** Opening Recorded information block **
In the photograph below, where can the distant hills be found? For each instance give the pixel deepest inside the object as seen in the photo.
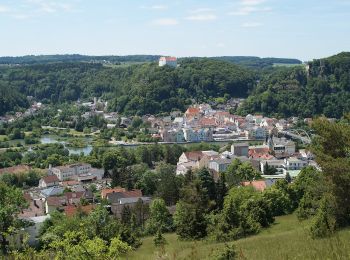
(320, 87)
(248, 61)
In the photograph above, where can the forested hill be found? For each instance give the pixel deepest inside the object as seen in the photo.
** Closing Recorded information block **
** Opening Recorded information block **
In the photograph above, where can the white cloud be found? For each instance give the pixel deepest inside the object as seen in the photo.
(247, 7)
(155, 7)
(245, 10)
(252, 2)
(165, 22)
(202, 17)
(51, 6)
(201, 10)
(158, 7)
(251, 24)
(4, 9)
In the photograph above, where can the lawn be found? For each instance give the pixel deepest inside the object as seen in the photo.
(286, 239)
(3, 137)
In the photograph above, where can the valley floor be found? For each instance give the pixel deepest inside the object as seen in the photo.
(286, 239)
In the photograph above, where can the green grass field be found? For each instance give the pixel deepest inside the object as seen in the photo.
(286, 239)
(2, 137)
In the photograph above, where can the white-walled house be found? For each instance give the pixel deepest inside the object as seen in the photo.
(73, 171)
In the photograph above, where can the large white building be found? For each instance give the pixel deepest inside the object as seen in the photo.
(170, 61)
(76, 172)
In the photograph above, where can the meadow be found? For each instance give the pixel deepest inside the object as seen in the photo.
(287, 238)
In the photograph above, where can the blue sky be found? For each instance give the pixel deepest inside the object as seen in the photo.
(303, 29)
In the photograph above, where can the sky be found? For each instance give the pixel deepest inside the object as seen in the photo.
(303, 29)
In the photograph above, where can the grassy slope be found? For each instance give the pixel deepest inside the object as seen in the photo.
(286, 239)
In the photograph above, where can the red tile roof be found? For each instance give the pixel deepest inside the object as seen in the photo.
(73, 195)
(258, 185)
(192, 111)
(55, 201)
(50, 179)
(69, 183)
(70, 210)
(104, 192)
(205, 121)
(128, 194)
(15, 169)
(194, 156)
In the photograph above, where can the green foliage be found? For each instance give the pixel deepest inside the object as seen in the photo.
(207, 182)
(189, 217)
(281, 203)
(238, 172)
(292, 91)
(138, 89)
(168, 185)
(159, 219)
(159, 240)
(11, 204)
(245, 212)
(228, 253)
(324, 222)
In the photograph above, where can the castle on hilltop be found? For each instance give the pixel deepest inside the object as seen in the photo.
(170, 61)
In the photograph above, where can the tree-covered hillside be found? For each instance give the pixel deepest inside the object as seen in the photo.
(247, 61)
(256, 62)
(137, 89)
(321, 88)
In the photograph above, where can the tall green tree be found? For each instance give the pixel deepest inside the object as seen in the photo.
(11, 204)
** Closing Recorded information block **
- Task to complete -
Everything between and including the line above containing "In the photograph below, where" and the line containing "In the photograph above, where can the forested" should be reproduced exactly, with pictures excluded.

- Task output -
In the photograph below, where can the distant hills be found? For each instance give the pixel deepest inside the object as seen in the photo.
(320, 87)
(248, 61)
In the photograph above, where can the forested hill be found? For each instance give the pixel deepest inside the object as seen in the photo.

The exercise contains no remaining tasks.